You'd be hard-pressed, these days, to find a psychologist who doesn't think we'd be better off if we spent more time in nature. The problem, for those of us who live in cities and work at desks, is the "time" part: there never seems to be any. Whenever I make it into the hills for a couple of days, I'm so rejuvenated I swear I'll start doing it fortnightly. Then I don't. "Climb the mountains and hear their good tidings… the winds will blow their own freshness into you, and the storms their energy," wrote the naturalist John Muir, enticingly – but that's too rarely an option. Very well, say the wilderness evangelists: at least spend an hour a day in your local park. Because who doesn't have a spare hour a day – apart from, well, lots of people? The research testifying to the benefits of immersion in nature keeps piling up. But it's not much use if you never get around to the immersing.
It's cheering, then, that a clutch of recent findings have begun to demonstrate how even the tiniest kinds of engagement with nature deliver a psychological boost. When you can't climb mountains, it turns out, merely blurring the boundary between indoors and out may suffice. Office workers who glimpse a tree or two are both happier and more productive; in one analysis, of a university building in Oregon, workers on the greenery-facing side took 19% fewer sick days. If you're treated in hospital for bipolar disorder, the evidence suggests, you'll be discharged several days sooner on average if your room is naturally lit. Pupils do worse in tests in windowless classrooms. Even looking at photographs of natural scenes lowers blood pressure. Taking things to a seemingly absurd extreme, German researchers reported last year that merely seeing a green rectangle for two seconds led to measurable improvements on creative tasks, compared with rectangles of white, grey, blue or red.

TASK STATEMENT: From the passage on nature, write out again the part that opens with the words containing "You'd be hard-pressed, these" and closes with "to the immersing.", substituting "garden" for "park".

DATA EXCERPTS:
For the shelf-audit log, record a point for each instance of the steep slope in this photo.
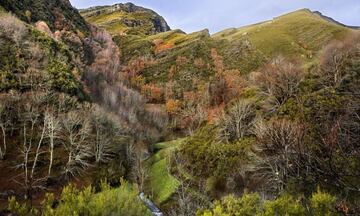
(298, 34)
(126, 19)
(58, 14)
(68, 76)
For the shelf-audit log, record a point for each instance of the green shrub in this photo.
(21, 209)
(322, 204)
(284, 205)
(121, 201)
(247, 205)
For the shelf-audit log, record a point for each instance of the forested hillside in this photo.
(99, 105)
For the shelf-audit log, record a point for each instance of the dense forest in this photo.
(100, 105)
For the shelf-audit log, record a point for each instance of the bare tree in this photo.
(12, 27)
(74, 136)
(4, 123)
(279, 81)
(31, 150)
(238, 121)
(281, 144)
(106, 135)
(52, 125)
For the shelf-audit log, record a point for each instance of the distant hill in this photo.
(58, 14)
(298, 34)
(126, 19)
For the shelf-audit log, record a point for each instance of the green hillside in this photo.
(126, 19)
(298, 34)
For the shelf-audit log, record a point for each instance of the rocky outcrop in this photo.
(132, 17)
(329, 19)
(57, 14)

OUTPUT BELOW:
You'd be hard-pressed, these days, to find a psychologist who doesn't think we'd be better off if we spent more time in nature. The problem, for those of us who live in cities and work at desks, is the "time" part: there never seems to be any. Whenever I make it into the hills for a couple of days, I'm so rejuvenated I swear I'll start doing it fortnightly. Then I don't. "Climb the mountains and hear their good tidings… the winds will blow their own freshness into you, and the storms their energy," wrote the naturalist John Muir, enticingly – but that's too rarely an option. Very well, say the wilderness evangelists: at least spend an hour a day in your local garden. Because who doesn't have a spare hour a day – apart from, well, lots of people? The research testifying to the benefits of immersion in nature keeps piling up. But it's not much use if you never get around to the immersing.